* **EXERCISE PROMPT**:
Pick out every line in the items below that contains the string "forearm", treating uppercase and lowercase as different, and copy each of those lines.

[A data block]
--- begin ---
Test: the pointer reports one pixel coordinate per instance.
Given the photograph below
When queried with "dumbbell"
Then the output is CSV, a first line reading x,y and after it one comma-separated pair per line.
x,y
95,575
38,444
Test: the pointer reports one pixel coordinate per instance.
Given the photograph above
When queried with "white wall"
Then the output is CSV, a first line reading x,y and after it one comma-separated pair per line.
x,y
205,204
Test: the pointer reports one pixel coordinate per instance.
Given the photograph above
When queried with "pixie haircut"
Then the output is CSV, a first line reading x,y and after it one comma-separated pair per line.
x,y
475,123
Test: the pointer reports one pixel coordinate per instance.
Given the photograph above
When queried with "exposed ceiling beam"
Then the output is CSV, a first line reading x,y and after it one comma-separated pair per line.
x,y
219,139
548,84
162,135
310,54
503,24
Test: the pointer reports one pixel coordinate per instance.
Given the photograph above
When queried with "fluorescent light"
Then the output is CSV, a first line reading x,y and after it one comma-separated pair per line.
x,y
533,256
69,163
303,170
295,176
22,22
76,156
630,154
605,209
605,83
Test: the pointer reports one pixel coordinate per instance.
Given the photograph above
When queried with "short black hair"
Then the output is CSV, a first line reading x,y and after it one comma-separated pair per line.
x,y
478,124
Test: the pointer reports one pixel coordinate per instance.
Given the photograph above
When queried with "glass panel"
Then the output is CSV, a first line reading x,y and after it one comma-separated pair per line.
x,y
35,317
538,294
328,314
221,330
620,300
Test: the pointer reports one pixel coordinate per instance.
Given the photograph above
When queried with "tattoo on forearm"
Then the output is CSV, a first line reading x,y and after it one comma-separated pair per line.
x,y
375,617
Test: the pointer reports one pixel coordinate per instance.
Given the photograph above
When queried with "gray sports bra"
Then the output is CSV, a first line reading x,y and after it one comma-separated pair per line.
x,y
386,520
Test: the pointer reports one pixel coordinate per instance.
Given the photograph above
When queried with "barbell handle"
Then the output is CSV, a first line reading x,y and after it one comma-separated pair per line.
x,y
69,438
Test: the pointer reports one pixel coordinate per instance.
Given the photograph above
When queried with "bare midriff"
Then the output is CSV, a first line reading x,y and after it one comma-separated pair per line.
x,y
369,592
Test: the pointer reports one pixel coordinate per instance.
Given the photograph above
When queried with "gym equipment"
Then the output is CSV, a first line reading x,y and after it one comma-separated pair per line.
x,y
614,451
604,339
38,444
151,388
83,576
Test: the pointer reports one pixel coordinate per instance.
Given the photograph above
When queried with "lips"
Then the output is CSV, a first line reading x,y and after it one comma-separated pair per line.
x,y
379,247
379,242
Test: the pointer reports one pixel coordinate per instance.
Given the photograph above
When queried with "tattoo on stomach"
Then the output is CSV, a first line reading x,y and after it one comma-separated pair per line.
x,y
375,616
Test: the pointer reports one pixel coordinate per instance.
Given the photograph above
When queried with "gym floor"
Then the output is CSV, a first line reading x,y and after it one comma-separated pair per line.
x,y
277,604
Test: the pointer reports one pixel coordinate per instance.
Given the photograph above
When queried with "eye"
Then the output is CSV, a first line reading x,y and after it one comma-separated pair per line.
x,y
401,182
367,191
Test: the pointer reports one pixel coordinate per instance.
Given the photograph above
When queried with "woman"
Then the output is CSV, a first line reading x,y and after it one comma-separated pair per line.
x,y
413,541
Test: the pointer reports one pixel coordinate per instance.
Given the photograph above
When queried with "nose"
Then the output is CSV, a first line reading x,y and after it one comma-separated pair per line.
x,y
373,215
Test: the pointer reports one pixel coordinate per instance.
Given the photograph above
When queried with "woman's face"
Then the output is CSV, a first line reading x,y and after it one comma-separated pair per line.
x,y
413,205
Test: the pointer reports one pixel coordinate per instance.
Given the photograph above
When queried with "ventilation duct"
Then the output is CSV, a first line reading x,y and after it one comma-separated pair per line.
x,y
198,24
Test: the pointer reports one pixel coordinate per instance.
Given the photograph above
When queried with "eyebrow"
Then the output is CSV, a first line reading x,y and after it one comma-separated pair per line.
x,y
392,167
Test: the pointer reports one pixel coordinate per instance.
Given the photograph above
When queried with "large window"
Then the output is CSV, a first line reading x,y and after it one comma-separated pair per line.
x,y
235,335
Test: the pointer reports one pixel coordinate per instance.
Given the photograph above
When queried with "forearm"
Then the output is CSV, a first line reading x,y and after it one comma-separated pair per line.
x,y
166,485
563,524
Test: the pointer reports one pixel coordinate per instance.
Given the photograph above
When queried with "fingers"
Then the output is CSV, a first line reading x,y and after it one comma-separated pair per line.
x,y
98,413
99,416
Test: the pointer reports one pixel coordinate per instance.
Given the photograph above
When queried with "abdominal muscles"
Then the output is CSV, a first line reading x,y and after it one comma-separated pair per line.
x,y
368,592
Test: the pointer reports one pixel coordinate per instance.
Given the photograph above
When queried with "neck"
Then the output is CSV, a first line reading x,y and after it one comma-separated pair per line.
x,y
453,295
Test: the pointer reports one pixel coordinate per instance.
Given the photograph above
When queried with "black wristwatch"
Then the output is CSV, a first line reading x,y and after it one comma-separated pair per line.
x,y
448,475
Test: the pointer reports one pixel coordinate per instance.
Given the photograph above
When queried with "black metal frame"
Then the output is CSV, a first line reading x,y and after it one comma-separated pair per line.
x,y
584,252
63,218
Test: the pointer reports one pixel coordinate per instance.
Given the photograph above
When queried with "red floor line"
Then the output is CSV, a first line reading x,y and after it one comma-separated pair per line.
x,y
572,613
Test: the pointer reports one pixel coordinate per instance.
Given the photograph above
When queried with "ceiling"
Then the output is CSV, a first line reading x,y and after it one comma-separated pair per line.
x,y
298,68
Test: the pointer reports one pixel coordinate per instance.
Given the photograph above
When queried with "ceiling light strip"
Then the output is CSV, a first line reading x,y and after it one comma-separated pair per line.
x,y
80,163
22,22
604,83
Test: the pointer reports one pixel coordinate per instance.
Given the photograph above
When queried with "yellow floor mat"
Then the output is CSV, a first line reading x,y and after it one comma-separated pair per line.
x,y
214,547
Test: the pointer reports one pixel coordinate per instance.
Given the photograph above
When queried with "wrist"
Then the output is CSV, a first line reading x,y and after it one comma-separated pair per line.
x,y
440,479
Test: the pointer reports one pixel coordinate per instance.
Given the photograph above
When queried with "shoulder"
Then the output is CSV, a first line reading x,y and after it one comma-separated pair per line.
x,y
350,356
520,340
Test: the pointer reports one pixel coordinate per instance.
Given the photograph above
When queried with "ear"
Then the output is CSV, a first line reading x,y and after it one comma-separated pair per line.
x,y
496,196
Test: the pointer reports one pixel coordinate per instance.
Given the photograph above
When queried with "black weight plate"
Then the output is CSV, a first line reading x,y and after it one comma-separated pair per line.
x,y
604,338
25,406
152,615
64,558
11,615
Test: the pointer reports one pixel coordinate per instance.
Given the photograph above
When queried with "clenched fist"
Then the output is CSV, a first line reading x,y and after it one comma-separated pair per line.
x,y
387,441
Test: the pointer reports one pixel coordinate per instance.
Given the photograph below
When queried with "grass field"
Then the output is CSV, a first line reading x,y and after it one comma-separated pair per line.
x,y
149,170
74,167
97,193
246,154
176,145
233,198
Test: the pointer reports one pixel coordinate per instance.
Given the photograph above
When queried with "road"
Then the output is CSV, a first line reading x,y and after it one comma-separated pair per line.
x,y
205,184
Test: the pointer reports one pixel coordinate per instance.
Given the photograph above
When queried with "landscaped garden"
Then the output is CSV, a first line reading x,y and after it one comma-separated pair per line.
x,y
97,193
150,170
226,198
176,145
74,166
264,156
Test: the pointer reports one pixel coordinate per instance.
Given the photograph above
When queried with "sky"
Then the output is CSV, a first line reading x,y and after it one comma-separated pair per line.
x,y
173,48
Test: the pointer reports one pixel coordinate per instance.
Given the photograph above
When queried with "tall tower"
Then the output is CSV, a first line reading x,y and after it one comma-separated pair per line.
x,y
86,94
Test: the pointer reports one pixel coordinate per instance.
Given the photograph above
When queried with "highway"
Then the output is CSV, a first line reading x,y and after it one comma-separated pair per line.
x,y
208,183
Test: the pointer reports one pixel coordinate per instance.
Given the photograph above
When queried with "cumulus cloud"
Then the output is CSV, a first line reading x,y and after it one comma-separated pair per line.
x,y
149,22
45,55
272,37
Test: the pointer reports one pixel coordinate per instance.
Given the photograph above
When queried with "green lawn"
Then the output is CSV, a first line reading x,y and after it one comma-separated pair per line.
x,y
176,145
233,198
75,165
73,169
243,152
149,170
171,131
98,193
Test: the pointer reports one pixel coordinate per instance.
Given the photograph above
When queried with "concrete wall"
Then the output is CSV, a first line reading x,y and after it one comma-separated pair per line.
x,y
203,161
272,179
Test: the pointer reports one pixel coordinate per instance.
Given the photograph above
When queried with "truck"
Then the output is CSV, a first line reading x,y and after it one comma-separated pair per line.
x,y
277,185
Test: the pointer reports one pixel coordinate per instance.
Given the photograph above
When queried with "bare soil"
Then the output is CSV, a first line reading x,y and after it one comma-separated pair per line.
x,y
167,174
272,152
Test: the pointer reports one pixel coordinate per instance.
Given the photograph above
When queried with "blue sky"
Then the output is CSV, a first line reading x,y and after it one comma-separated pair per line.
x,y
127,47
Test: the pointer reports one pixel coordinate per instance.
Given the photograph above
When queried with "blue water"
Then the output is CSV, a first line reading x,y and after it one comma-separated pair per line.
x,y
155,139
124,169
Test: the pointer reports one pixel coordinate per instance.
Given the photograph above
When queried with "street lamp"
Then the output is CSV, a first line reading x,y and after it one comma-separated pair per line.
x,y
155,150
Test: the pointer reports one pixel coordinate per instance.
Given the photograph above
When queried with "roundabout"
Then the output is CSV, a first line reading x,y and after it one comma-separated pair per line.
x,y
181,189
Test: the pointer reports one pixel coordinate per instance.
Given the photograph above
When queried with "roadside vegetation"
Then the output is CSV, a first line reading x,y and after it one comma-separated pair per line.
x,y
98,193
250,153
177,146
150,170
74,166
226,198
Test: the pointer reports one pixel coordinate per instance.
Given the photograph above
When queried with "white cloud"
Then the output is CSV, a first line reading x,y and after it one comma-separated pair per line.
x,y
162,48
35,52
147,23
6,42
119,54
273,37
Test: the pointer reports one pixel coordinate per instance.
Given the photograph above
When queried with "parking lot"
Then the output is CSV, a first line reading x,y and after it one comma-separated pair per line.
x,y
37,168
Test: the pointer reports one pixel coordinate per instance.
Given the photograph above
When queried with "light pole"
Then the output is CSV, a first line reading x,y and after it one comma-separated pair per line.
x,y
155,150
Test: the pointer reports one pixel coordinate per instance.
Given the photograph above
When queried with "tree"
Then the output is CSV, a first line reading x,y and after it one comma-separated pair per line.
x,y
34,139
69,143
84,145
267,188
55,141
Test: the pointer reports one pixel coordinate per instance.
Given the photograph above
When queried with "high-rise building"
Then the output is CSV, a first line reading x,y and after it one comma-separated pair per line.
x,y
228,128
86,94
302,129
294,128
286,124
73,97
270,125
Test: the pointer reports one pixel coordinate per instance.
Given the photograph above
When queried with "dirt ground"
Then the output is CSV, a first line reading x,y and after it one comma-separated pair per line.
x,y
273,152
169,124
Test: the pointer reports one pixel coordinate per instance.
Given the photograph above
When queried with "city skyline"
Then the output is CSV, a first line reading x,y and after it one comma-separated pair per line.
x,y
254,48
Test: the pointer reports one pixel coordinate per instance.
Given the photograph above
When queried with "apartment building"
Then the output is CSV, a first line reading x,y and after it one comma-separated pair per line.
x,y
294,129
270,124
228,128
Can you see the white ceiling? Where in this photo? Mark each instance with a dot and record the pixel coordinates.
--- end ---
* **OUTPUT**:
When queried with "tattoo on forearm"
When queried with "forearm"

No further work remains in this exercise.